• _Written exercise_: Lay out every line of the data below as a JSON list of strings, one string per line, skipping blank lines and leaving out the pictures.

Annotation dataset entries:
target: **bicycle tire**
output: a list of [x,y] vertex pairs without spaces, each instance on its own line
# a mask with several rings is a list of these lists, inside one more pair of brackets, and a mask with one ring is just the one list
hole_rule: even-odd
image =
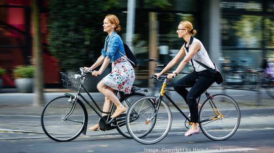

• _Task solution_:
[
  "target: **bicycle tire**",
  "output: a list of [x,y] vertex pairs without spaces, each instance on its own line",
  "# a mask with several rings is a list of these lists, inside one more pair of brackets, and a mask with one ring is just the one list",
  "hole_rule: even-odd",
  "image ="
]